═══ Input rows ═══

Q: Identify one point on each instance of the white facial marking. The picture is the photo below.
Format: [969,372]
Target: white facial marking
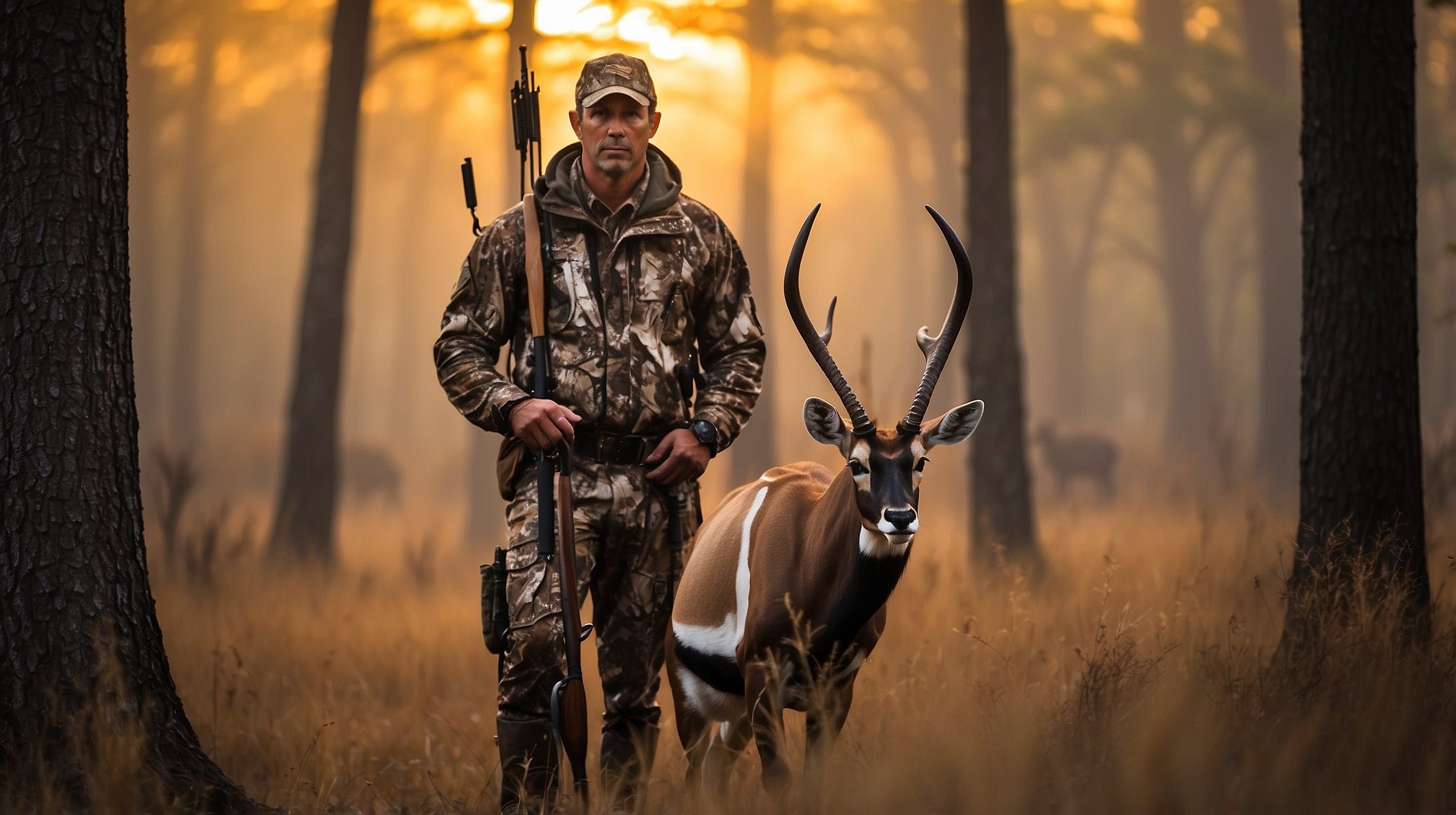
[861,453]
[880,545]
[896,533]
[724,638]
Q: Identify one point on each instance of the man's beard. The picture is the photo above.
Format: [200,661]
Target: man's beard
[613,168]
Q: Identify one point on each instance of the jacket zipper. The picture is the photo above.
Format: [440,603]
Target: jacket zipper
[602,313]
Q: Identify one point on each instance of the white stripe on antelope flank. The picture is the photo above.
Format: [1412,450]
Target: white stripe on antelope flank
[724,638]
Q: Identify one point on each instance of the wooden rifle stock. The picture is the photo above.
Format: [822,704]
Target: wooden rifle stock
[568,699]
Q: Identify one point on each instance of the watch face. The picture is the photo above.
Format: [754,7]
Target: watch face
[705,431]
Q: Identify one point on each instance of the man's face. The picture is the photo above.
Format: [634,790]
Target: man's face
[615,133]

═══

## Stated problem
Reproduce the lines of the material above without any changes, starting at the line that contains "Q: Identify one point on each instance of the man's face." and continuing through the end of the material.

## Exercise response
Q: Identify one point on each instance of the man's face. The picture is the photo above.
Format: [634,790]
Target: man's face
[615,133]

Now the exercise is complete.